[Stored items from a collection]
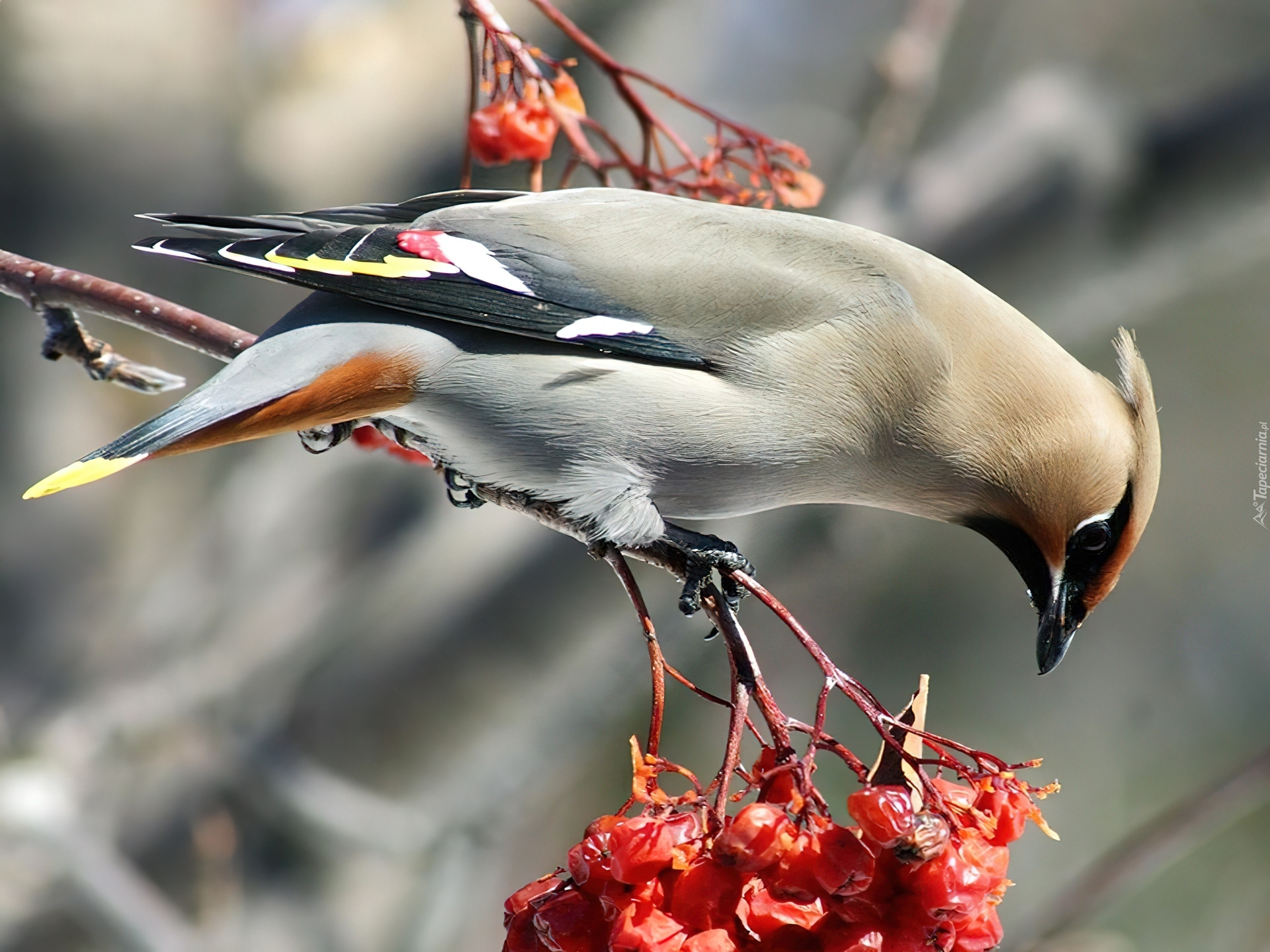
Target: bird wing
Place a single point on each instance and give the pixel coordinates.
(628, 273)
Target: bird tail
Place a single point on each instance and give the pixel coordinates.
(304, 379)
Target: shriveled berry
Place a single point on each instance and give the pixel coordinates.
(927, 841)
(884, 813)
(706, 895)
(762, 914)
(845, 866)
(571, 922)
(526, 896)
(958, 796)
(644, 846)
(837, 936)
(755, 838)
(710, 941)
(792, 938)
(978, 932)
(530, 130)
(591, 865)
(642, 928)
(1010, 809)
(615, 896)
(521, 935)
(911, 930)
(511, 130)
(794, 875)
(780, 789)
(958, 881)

==

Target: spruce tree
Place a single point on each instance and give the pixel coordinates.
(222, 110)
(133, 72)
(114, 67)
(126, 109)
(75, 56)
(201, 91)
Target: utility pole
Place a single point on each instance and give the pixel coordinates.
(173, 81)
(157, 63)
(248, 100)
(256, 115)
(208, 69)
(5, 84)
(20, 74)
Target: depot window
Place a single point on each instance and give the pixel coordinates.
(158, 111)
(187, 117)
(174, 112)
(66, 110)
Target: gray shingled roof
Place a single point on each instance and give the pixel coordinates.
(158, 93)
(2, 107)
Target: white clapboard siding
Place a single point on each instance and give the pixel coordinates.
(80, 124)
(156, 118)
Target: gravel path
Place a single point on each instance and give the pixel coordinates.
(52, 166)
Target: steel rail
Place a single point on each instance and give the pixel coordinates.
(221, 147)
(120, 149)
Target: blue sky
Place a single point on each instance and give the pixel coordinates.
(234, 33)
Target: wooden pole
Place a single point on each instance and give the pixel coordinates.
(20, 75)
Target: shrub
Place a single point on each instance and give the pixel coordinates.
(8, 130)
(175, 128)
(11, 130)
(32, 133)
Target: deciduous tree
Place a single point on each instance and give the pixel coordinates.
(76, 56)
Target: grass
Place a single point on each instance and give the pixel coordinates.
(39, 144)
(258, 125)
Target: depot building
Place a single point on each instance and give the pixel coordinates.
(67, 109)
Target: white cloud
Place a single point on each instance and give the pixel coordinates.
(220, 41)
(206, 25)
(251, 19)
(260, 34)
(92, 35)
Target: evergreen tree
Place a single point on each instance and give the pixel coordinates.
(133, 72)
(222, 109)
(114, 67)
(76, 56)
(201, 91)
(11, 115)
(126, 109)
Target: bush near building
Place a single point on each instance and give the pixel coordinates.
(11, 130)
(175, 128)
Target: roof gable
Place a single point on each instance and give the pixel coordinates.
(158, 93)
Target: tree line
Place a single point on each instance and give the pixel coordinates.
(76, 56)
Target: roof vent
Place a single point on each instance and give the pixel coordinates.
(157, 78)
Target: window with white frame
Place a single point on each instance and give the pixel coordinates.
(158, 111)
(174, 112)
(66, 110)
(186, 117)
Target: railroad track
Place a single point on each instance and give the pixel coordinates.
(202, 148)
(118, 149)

TASK INSTRUCTIONS — Read the entries and show each line that mentions "pole".

RESULT BELOW —
Target: utility pole
Target: wooden pole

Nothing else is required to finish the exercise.